WHAT TO WORK ON:
1 > Rewrite the US housing blog page, beginning at the words "If we don't" and stopping after "a depression later.", with "depression" changed to "recession".
2 > Extend the US housing blog page past its final comment.

SOURCE EXTRACT:
---
Saturday, April 23, 2005

US Housing Key To Global Growth: Economist

The Economist looks to explain why financial markets have the "jitters". The US housing situation is seen as critical, if not discussed at length. "A weaker housing market could complete the consumer's undoing: prices have climbed by 65% across the nation since 1997 and by much more in some areas, and the boom has helped to fuel an increase in household debt and consumption."

Did you know we've got the whole world on our shoulders? "The stockmarket's fear that the American consumer, on whose shoulders the world's economic growth now rests, is buckling as interest rates and oil prices rise."

8 Comments:

At 3:06 PM, Blogger Ben Jones said...

What a relief! Except I didn't know I was a declinist. Sounds like a medical thing. Thanks John.

 
At 3:49 PM, Anonymous Anonymous said...

If we don't get a decline, then that means the asset inflation game is still underway. Our choice is one of two: 1) a decline now; or 2) a depression later.

Given that the Bush admin (and cronies in the Treasury and at the Fed) have their fingers on the spigots for another 2.5 years, it's not out of the question that they keep pumping the credit balloon and printing the money to fund it.

They could conceivably forestall economic chaos until 2009-2011. But if they do, expect misery after 2008.

 
At 5:10 PM, Blogger Ben Jones said...

(They could conceivably forestall economic chaos until 2009-2011)

I used to feel it could go on that long, but lately the affordability matter seems like it will crack the California market soon.

It seems like the last few weeks, the media are changing their tune, as well. Hard to say.

 
At 11:14 PM, Anonymous Anonymous said...

This article indicates large short positions in broadbased REIT funds:

http://www.marketwatch.com/news/yhoo/story.asp?source=blq/yhoo&siteid=yhoo&dist=yhoo&guid=%7B6AB04D39%2DBF23%2D44E0%2D8E15%2DAD4BB0B48066%7D

 
At 12:22 AM, Anonymous Anonymous said...

"I used to feel it could go on that long, but lately the affordability matter seems like it will crack the California market soon."

Great point Ben. With 5-6% affordability in some areas of California (including big markets like LA and San Diego) there's not much room left for this bubble to grow. And bubbles this large must either keep growing or pop; forget that slowly deflating scenario that the NAR is praying for.
---
EXCERPTED DATA:
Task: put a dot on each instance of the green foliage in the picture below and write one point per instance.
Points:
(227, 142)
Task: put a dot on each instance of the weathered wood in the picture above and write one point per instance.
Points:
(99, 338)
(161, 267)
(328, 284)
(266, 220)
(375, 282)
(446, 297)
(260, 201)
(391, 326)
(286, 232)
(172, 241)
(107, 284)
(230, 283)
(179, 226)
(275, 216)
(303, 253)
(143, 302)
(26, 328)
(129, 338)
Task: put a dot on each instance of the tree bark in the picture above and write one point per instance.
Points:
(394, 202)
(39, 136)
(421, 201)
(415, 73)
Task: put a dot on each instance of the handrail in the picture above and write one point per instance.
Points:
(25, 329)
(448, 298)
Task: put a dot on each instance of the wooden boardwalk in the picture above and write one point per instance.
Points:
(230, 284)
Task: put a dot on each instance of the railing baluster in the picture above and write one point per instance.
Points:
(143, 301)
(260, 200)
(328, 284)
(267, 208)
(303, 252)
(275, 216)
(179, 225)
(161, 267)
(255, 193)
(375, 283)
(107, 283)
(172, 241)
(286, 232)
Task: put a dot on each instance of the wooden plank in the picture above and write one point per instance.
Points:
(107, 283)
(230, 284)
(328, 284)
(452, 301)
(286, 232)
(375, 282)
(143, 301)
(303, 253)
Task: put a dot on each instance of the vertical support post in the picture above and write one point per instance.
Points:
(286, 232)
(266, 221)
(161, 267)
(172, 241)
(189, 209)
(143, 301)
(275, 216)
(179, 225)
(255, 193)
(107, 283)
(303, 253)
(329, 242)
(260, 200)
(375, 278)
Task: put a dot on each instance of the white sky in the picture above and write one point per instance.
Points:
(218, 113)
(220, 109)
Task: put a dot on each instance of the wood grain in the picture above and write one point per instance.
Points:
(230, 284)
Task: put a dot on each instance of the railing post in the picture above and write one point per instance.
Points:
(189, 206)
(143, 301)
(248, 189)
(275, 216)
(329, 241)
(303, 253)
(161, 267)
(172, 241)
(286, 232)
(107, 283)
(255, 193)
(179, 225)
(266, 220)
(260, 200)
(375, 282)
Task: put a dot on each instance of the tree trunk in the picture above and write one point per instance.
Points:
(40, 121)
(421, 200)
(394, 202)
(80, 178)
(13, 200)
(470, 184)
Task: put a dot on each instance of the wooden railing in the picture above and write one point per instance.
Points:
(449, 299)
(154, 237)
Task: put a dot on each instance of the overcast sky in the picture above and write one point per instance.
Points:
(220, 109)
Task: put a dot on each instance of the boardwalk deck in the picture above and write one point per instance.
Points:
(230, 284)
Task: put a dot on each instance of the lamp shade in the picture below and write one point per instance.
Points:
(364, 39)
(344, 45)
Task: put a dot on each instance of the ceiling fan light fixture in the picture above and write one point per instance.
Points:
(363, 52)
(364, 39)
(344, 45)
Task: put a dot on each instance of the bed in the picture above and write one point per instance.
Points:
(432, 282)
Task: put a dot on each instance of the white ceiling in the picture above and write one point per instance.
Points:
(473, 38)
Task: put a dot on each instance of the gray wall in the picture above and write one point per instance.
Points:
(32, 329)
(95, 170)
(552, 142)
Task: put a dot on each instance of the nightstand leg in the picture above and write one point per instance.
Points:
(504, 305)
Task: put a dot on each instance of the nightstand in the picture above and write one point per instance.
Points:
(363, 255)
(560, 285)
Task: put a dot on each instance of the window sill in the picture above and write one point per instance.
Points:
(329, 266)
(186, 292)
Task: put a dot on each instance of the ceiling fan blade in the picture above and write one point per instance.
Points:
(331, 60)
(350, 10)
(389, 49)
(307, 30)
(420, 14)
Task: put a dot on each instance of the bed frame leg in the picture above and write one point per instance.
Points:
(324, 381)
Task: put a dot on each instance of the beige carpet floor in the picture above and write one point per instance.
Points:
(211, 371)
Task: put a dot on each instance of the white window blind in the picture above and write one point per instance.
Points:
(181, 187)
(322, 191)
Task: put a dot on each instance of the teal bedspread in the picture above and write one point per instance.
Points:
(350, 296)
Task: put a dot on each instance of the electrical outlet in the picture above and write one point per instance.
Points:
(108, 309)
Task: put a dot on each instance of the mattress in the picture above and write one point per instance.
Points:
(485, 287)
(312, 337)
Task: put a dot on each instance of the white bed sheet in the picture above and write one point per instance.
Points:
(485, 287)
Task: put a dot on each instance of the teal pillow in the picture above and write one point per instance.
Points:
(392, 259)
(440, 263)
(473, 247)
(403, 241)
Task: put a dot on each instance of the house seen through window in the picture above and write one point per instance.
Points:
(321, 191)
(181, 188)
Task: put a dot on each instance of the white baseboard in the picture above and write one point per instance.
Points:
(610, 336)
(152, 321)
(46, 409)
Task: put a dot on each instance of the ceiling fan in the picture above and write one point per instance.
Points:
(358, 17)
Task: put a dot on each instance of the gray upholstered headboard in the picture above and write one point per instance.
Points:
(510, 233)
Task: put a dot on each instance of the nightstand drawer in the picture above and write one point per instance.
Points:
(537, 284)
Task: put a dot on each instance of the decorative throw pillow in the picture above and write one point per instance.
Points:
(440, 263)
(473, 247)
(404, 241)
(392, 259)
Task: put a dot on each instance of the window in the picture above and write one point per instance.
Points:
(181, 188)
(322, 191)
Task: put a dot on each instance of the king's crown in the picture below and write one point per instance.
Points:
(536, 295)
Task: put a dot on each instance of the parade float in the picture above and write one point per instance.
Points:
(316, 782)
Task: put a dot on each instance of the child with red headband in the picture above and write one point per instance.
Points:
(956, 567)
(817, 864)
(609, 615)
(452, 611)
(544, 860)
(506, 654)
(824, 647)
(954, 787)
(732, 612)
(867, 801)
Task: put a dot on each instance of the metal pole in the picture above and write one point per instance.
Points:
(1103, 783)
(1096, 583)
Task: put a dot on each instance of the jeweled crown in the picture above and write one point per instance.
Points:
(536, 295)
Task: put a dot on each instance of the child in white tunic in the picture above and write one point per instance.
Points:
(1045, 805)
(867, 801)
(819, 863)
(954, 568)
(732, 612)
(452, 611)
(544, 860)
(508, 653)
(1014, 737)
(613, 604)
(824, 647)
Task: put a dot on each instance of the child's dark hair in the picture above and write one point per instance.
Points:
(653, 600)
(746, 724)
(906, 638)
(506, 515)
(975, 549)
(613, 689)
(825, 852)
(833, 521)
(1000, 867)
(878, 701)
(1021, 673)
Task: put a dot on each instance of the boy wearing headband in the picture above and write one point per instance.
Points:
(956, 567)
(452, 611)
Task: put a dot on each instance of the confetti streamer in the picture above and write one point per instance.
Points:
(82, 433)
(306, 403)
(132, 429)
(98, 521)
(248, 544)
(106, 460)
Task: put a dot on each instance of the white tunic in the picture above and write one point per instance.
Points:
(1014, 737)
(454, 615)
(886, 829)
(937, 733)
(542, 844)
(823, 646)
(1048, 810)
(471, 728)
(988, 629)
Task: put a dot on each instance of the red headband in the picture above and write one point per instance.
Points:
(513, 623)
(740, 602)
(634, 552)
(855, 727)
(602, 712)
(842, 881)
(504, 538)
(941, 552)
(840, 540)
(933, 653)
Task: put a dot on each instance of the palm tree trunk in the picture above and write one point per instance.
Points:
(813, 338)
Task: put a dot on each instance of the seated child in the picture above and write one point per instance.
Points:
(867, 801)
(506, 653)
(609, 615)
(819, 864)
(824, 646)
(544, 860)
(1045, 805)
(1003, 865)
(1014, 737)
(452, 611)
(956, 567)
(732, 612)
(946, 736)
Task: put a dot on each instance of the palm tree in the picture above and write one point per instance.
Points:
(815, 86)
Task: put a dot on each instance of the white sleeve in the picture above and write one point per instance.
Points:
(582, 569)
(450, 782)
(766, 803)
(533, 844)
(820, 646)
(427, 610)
---
OUTPUTS BY TASK:
1 >
If we don't get a decline, then that means the asset inflation game is still underway. Our choice is one of two: 1) a decline now; or 2) a recession later.

2 >
Some people will disagree with me, but I believe the bubble is big enough and bad enough in Ca., that when it pops, it will take down the entire US economy with it, and quite possibly cause a global recession (or worse).

All these people that think there isn't a national housing bubble are missing the point. If the biggest and richest states are in a bubble (NY, FL, CA, etc.) what difference does it really make if other states aren't? An exploding bubble in any of these states will cause a cascading nationwide ripple effect and possibly a global ripple as mentioned in the original post.

CA has about 1/8 the nation's population and is the 8th largest economy in the world by itself. That's why everybody should care what happens here, regardless of whether or not they live here.

Please don't say that Japan's RE bubble didn't cause a worldwide recession, because things are much different now and we're now experiencing a worldwide Credit Bubble of epic proportions.

DW in Sac.

 
At 12:34 AM, Anonymous Anonymous said...

And another thing, don't pin this on Bush. This is definitely a Greenspan thing and it's got his fingerprints all over it. This guy has been inflating all kinds of things since the 80's and cooking the books to hide the true inflation numbers.

This is simply a cascading bubble moving across asset classes (stocks to RE to ???). Pretty typical bubble behavior. Probably the last stop though...

 
At 10:04 AM, Blogger Ben Jones said...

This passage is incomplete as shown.